─── Document segment

The last CBO in Punjab was registered in 2016, named The Potohar, the initiative has been proved to be the most effective for the scientific basis of its inception and its technical/administrative team. Sightings of Urial from the motorway are now a routine occurrence, the one never been witnessed before.

It is estimated that the Salt Range currently holds approximately 5,000 Urials, a manifold increase seen in the last two decades. The Urial population moves across the range preferred areas falling within CBO boundaries due to protection provided by the communities. Various surveys done by the CBOs and the wild life department have seen a significant increase in the population of Urial in CBO-controlled areas, a spillover effect has also been seen into surrounding areas. Sightings of Urial in areas where they were never seen before is now a routine occurrence.

The major threats to Urial include depletion of its range, deforestation, poaching, lamb lifting, weak laws and a severe lack of resources available to battle the challenges.

Human encroachment into the traditional Urial ranges of Pakistan has been the biggest threat, even now housing schemes and other developments are taking place on the peripheries and sometimes in the middle of Urial territories. Deforestation has led to soil degradation; droughts and many more natural and man-made calamities have made it a challenge for Urial to survive let alone thrive. Poaching for food and sport has been a chronic issue which persists till date. Weak laws don’t punish even those who are caught in the act. There is a strong culture of lamb lifting, poachers set up camps in the mountains and catch lambs as they are born and sell them in the cities where they are kept as pets.

──────
─── Supplied records

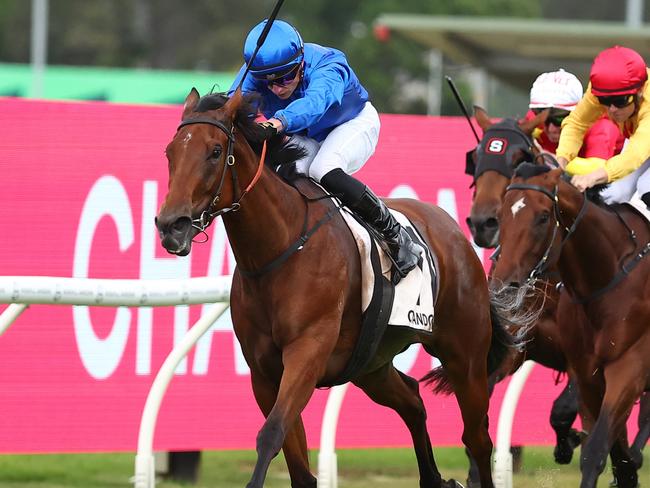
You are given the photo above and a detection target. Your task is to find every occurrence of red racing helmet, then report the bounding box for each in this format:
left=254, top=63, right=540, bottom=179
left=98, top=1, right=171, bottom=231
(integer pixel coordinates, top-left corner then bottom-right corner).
left=589, top=46, right=648, bottom=97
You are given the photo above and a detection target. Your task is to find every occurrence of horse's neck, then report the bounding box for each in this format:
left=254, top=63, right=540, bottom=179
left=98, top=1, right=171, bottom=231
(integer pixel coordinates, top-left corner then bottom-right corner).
left=559, top=200, right=632, bottom=298
left=223, top=146, right=306, bottom=271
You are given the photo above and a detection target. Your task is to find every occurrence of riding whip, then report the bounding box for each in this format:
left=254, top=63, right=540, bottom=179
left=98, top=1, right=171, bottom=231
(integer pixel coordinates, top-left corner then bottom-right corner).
left=445, top=76, right=481, bottom=142
left=237, top=0, right=284, bottom=90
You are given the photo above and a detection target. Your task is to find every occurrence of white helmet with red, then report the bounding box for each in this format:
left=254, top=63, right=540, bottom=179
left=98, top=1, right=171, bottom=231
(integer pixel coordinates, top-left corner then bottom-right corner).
left=528, top=68, right=582, bottom=110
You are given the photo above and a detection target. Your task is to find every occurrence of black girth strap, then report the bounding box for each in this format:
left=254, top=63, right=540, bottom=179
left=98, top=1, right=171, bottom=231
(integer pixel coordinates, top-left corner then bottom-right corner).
left=237, top=209, right=334, bottom=278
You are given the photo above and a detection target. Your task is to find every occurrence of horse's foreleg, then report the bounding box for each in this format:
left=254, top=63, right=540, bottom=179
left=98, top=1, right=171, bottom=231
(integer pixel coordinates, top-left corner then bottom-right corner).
left=251, top=371, right=316, bottom=488
left=354, top=363, right=448, bottom=488
left=247, top=338, right=327, bottom=488
left=550, top=378, right=580, bottom=464
left=580, top=358, right=644, bottom=488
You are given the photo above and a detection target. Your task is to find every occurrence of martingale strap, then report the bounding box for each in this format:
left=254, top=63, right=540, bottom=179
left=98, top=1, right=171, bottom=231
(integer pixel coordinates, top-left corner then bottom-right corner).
left=573, top=242, right=650, bottom=305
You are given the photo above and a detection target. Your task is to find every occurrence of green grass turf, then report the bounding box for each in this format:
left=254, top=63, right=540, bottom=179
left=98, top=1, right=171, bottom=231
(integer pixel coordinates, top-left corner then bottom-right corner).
left=0, top=447, right=650, bottom=488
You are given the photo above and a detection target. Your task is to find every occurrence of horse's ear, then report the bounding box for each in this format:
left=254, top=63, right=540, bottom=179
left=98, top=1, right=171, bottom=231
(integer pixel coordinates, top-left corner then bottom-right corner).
left=223, top=88, right=244, bottom=120
left=474, top=105, right=492, bottom=132
left=518, top=108, right=551, bottom=135
left=181, top=87, right=201, bottom=120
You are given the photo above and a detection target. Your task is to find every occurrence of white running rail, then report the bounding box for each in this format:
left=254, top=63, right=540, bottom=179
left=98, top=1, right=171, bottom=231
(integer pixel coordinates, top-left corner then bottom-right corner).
left=0, top=276, right=232, bottom=488
left=492, top=361, right=535, bottom=488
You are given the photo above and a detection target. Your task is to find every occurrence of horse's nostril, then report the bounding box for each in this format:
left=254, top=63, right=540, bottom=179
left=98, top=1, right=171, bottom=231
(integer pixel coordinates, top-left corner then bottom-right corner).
left=483, top=217, right=499, bottom=229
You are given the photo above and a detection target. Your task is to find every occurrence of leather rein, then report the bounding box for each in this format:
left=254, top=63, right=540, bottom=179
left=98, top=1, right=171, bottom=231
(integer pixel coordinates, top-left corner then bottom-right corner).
left=176, top=117, right=266, bottom=234
left=176, top=117, right=334, bottom=278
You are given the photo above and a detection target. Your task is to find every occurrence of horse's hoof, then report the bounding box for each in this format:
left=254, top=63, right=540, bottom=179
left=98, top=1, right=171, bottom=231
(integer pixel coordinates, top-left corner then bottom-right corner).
left=553, top=429, right=580, bottom=464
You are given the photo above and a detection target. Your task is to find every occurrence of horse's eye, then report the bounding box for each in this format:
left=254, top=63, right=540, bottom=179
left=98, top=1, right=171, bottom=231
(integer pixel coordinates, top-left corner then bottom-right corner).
left=210, top=146, right=222, bottom=159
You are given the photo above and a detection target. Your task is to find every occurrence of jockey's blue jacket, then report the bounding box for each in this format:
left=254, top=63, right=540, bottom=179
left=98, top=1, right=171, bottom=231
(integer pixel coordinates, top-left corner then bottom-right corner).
left=228, top=43, right=368, bottom=142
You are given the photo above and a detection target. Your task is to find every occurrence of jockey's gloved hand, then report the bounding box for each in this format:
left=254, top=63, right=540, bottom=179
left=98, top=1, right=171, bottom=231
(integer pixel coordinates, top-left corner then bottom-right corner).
left=257, top=121, right=278, bottom=141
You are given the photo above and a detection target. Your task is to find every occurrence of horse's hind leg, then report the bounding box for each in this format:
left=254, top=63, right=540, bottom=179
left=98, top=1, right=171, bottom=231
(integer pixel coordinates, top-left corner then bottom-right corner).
left=580, top=357, right=644, bottom=488
left=550, top=378, right=580, bottom=464
left=630, top=392, right=650, bottom=469
left=354, top=363, right=457, bottom=488
left=251, top=371, right=316, bottom=488
left=247, top=337, right=331, bottom=488
left=439, top=345, right=494, bottom=488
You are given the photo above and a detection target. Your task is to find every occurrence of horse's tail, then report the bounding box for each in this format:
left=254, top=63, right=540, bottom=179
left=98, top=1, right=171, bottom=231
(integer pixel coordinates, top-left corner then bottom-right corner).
left=420, top=288, right=541, bottom=395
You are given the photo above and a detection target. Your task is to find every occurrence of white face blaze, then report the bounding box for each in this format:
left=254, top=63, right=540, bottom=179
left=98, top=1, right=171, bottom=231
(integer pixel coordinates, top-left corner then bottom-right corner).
left=510, top=197, right=526, bottom=218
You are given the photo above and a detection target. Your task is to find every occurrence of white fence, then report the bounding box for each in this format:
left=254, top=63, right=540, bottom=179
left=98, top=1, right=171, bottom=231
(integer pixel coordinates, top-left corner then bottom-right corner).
left=0, top=276, right=533, bottom=488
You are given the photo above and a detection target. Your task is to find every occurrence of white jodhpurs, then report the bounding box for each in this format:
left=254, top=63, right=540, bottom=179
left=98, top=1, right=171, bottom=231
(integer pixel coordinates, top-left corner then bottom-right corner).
left=288, top=102, right=380, bottom=182
left=601, top=159, right=650, bottom=204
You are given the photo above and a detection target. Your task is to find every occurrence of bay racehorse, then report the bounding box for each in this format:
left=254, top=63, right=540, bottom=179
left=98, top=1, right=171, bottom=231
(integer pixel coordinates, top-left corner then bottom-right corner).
left=156, top=89, right=528, bottom=488
left=465, top=106, right=580, bottom=472
left=493, top=164, right=650, bottom=488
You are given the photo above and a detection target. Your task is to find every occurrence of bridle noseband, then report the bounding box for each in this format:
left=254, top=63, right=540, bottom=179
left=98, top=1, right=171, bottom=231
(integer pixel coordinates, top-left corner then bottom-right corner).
left=176, top=117, right=266, bottom=234
left=506, top=183, right=588, bottom=284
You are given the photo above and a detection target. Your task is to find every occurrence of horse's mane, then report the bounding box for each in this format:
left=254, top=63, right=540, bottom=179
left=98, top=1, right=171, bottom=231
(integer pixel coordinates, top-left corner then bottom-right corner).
left=515, top=163, right=612, bottom=210
left=194, top=93, right=305, bottom=173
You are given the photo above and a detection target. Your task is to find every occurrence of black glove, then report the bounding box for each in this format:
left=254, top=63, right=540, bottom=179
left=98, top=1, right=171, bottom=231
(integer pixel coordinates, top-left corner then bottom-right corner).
left=257, top=122, right=278, bottom=141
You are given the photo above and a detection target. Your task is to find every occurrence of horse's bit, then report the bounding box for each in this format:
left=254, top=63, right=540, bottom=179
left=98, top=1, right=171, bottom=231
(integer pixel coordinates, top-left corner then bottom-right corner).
left=176, top=112, right=333, bottom=278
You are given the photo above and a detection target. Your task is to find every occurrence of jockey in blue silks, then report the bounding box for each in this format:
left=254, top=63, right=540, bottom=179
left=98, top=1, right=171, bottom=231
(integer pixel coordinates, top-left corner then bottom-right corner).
left=230, top=20, right=422, bottom=279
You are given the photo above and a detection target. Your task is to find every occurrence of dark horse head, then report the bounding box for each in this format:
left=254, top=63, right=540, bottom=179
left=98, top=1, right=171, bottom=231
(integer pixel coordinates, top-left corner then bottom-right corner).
left=465, top=107, right=548, bottom=248
left=156, top=88, right=302, bottom=256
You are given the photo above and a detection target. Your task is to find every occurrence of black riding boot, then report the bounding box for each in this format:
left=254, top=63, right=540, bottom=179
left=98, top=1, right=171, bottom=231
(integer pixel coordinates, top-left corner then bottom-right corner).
left=321, top=169, right=422, bottom=284
left=641, top=191, right=650, bottom=210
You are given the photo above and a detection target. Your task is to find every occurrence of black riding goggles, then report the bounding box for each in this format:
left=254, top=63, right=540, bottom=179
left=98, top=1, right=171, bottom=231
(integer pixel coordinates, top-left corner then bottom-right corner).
left=253, top=63, right=300, bottom=88
left=596, top=95, right=634, bottom=108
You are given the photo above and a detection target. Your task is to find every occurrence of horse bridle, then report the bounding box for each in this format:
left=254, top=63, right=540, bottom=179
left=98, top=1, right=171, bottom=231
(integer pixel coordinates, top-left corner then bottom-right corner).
left=506, top=183, right=588, bottom=284
left=176, top=117, right=334, bottom=278
left=176, top=117, right=266, bottom=234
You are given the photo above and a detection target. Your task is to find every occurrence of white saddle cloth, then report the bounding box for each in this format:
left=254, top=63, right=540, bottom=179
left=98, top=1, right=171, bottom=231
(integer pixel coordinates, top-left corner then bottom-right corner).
left=340, top=208, right=438, bottom=332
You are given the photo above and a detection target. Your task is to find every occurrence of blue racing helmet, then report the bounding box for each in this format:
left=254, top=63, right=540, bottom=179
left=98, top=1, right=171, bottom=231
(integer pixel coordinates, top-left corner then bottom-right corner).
left=244, top=19, right=304, bottom=77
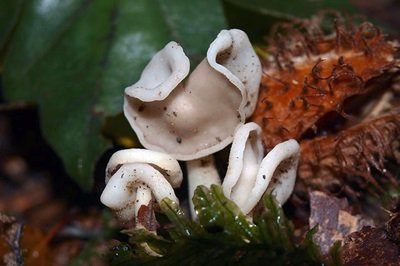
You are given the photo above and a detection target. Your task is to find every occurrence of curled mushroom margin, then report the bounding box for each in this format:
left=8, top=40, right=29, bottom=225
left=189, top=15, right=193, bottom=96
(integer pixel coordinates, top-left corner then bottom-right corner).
left=100, top=149, right=183, bottom=225
left=222, top=123, right=300, bottom=215
left=124, top=29, right=261, bottom=161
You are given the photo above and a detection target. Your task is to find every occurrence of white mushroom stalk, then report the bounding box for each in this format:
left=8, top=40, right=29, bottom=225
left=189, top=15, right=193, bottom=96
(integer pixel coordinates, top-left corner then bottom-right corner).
left=222, top=123, right=300, bottom=215
left=124, top=29, right=261, bottom=161
left=100, top=149, right=182, bottom=226
left=186, top=155, right=221, bottom=219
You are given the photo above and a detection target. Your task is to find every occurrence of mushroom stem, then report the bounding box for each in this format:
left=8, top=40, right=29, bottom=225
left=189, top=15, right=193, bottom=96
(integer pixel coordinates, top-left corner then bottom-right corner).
left=186, top=155, right=221, bottom=220
left=134, top=184, right=153, bottom=228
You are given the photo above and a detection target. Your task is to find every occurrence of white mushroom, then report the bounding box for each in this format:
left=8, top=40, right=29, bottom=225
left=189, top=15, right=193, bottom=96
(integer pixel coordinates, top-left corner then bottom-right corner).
left=124, top=30, right=261, bottom=160
left=100, top=149, right=182, bottom=222
left=222, top=123, right=299, bottom=214
left=186, top=155, right=221, bottom=219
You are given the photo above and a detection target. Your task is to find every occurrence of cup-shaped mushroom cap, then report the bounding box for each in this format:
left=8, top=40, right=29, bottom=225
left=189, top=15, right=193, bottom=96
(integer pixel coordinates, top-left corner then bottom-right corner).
left=100, top=163, right=179, bottom=220
left=125, top=42, right=190, bottom=102
left=207, top=29, right=262, bottom=117
left=124, top=30, right=261, bottom=160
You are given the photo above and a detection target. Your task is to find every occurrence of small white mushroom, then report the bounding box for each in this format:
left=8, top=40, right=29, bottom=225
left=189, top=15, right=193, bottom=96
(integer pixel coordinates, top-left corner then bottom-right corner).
left=100, top=149, right=182, bottom=222
left=222, top=123, right=299, bottom=214
left=186, top=155, right=221, bottom=219
left=124, top=30, right=261, bottom=160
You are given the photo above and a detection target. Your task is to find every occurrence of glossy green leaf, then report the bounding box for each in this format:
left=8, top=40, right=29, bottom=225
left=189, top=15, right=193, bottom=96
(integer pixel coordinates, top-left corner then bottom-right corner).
left=0, top=0, right=224, bottom=189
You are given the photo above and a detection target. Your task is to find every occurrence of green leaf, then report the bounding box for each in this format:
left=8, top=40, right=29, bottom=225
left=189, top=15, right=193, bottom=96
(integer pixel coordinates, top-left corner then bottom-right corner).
left=0, top=0, right=225, bottom=189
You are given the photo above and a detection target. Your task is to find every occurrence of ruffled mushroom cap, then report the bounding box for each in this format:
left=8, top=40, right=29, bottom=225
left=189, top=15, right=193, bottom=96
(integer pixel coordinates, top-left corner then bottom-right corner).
left=124, top=30, right=261, bottom=160
left=222, top=123, right=299, bottom=214
left=100, top=149, right=182, bottom=222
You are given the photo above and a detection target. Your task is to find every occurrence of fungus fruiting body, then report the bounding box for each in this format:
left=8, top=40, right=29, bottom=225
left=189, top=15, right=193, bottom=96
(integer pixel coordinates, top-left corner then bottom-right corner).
left=124, top=30, right=261, bottom=160
left=100, top=149, right=182, bottom=228
left=222, top=123, right=300, bottom=214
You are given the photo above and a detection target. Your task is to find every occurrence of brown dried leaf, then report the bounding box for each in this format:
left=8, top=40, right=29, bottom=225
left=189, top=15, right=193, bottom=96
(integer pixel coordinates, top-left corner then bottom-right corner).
left=309, top=191, right=372, bottom=255
left=341, top=226, right=400, bottom=265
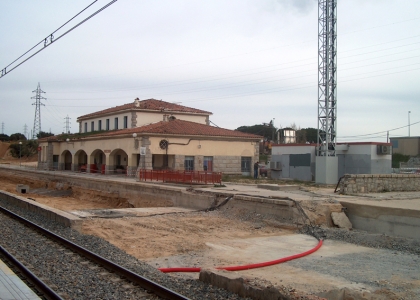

──────

▸ What you will do:
**1.** Rewrite the Urial text from "The major threats" to "kept as pets.", changing "housing schemes" to "residential projects".
**2.** Answer these questions from the Urial text:
(a) In what year was the last CBO in Punjab registered, and what was it named?
(b) About how many Urials does the Salt Range currently hold?
(c) Where do poachers sell the lambs they catch?
**3.** List every threat named in the Urial text's sentence on the major threats to Urial.

▸ Solution list:
**1.**
The major threats to Urial include depletion of its range, deforestation, poaching, lamb lifting, weak laws and a severe lack of resources available to battle the challenges.

Human encroachment into the traditional Urial ranges of Pakistan has been the biggest threat, even now residential projects and other developments are taking place on the peripheries and sometimes in the middle of Urial territories. Deforestation has led to soil degradation; droughts and many more natural and man-made calamities have made it a challenge for Urial to survive let alone thrive. Poaching for food and sport has been a chronic issue which persists till date. Weak laws don’t punish even those who are caught in the act. There is a strong culture of lamb lifting, poachers set up camps in the mountains and catch lambs as they are born and sell them in the cities where they are kept as pets.

**2.**
(a) 2016; The Potohar.
(b) Approximately 5,000.
(c) In the cities, where the lambs are kept as pets.

**3.**
- Depletion of its range
- Deforestation
- Poaching
- Lamb lifting
- Weak laws
- A severe lack of resources available to battle the challenges